> **What you need to do**
1) Decide whether each statement below agrees with the spaCy NER page. Answer yes or no for each, and quote the exact words from the page that decide it.
(a) PERSON covers only real people.
(b) FAC entities are mainly man made.
(c) In spaCy, universal NER labels have to be turned on by hand.
2) Rewrite the stretch of the spaCy NER page from "spacy ner label" through "geographical and natural.", swapping "man made" for "human-made".
3) Answer these questions from the spaCy NER page:
(a) Which label stands for nationalities or religious or political groups?
(b) What examples of FAC does the page list?
(c) What does the page call the defining difference between GPE and ordinary locations?

> **Document passage**
──────────

Skip to main content

spacy ner introduction and usage

 Introduction:

One of the main application of spacy is to perform named entity recognition or ner activity with it.  Named entity recognition stands for the NLP task where we detect named entity or entities such as organization, person, location etc different entity names. Spacy provides built-in methods to detect named entity recognition. In this article, we will go through the basics of detecting the different ner and using the spacy ner features.

What is NER and what are the different labels?

NER or named entity recognition, is the procedure to detect named entities using natural language processing algorithms. In spacy, universal ner labels are detected by default. So there are the following ner in this ner label list:

spacy ner label list

(1) PERSON: this represents any kind of person. This includes fictional and real people. fictional basically refers to cartoon, movie or book characters etc.

(2) NORP: nationalities or religious or political groups. This refers to basically a type of community of people again. This is sometime confusing as nationalities and name of countries are similar many times. But this doesn't refer to a geographical inanimate object, rather refers to a community or a group of people.

(3) FAC: this refers to some special type of locations or places which are mainly man made. For examples, buildings, airports, highways, bridges etc. There can seem to be a overlap of this and normal location; but the main difference is that FAC are man made while locations are more of geographical and natural.

(4) ORG: this refers to different types of organizations. For example, companies, agencies, institutions, academies etc fall in this category.

(5) GPE: this stands for geo-political entities. These are entities which has some sort of authoritative figure and governing body along with a geographical existence. These also can be apparently seen as locations; but the presence of authoritative figures or an administrative political body is the defining difference. Examples include states, cities, countries etc.

──────────

> **Entries shown**
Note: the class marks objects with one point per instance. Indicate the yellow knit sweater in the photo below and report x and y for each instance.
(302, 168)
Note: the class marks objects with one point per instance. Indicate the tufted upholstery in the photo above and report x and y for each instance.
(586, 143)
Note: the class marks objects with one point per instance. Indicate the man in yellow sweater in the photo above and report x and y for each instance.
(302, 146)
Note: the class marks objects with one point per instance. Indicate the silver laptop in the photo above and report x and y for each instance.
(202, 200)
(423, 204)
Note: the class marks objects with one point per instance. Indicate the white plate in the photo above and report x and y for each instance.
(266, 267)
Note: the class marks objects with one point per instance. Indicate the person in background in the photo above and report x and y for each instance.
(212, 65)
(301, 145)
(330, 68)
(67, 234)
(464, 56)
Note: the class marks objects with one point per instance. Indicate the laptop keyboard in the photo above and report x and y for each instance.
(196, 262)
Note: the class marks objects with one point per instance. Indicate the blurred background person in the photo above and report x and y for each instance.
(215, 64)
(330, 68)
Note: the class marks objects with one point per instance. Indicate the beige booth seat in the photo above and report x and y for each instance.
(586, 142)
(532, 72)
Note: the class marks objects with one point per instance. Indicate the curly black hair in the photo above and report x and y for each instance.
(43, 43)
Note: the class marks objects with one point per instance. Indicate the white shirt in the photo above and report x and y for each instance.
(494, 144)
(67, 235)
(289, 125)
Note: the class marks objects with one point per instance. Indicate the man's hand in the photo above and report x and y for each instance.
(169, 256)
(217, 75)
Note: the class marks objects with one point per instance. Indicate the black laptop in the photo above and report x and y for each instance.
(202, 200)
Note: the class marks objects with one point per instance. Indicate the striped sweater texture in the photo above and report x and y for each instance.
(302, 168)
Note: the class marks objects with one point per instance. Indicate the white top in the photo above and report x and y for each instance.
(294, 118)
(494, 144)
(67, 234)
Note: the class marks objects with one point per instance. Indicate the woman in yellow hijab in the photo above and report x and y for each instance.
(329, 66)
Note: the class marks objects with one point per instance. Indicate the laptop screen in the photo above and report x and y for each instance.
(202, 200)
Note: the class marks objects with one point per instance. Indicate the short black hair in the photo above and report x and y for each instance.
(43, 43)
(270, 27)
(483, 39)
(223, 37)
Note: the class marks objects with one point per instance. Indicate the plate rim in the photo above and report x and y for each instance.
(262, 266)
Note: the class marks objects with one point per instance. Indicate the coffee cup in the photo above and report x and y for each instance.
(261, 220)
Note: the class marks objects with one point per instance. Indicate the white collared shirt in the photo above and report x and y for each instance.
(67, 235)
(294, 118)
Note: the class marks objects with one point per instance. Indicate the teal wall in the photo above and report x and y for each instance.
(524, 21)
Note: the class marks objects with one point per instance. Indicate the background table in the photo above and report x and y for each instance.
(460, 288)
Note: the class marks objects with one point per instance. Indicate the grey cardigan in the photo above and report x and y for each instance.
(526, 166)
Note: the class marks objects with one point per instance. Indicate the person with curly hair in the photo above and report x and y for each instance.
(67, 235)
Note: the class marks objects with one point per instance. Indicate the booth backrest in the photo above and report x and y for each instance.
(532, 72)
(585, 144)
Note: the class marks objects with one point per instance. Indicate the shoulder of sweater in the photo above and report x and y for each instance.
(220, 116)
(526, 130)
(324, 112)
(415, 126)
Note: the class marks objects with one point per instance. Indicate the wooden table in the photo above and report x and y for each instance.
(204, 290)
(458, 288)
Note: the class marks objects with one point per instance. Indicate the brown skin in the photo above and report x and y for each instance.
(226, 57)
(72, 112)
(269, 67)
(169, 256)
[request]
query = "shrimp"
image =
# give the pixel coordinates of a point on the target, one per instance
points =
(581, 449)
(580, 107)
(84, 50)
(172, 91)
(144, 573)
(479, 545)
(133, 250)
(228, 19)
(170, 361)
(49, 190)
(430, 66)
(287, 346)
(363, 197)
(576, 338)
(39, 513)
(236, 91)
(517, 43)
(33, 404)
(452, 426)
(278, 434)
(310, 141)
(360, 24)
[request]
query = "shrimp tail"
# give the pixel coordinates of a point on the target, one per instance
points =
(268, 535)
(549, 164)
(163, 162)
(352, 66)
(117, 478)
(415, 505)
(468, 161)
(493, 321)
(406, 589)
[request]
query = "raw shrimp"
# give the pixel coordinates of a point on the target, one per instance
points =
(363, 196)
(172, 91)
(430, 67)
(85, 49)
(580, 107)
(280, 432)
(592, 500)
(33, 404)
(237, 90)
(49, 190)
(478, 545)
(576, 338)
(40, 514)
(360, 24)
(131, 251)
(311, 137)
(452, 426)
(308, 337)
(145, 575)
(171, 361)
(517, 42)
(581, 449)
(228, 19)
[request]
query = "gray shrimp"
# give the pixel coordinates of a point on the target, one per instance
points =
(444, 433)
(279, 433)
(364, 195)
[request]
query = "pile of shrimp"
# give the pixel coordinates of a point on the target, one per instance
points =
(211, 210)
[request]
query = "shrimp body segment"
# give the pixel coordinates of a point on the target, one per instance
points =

──────────

> **Solved problems**
1)
(a) No: "This includes fictional and real people."
(b) Yes: "FAC are man made while locations are more of geographical and natural."
(c) No: "In spacy, universal ner labels are detected by default."

2)
spacy ner label list

(1) PERSON: this represents any kind of person. This includes fictional and real people. fictional basically refers to cartoon, movie or book characters etc.

(2) NORP: nationalities or religious or political groups. This refers to basically a type of community of people again. This is sometime confusing as nationalities and name of countries are similar many times. But this doesn't refer to a geographical inanimate object, rather refers to a community or a group of people.

(3) FAC: this refers to some special type of locations or places which are mainly human-made. For examples, buildings, airports, highways, bridges etc. There can seem to be a overlap of this and normal location; but the main difference is that FAC are human-made while locations are more of geographical and natural.

3)
(a) NORP.
(b) Buildings, airports, highways and bridges.
(c) The presence of authoritative figures or an administrative political body.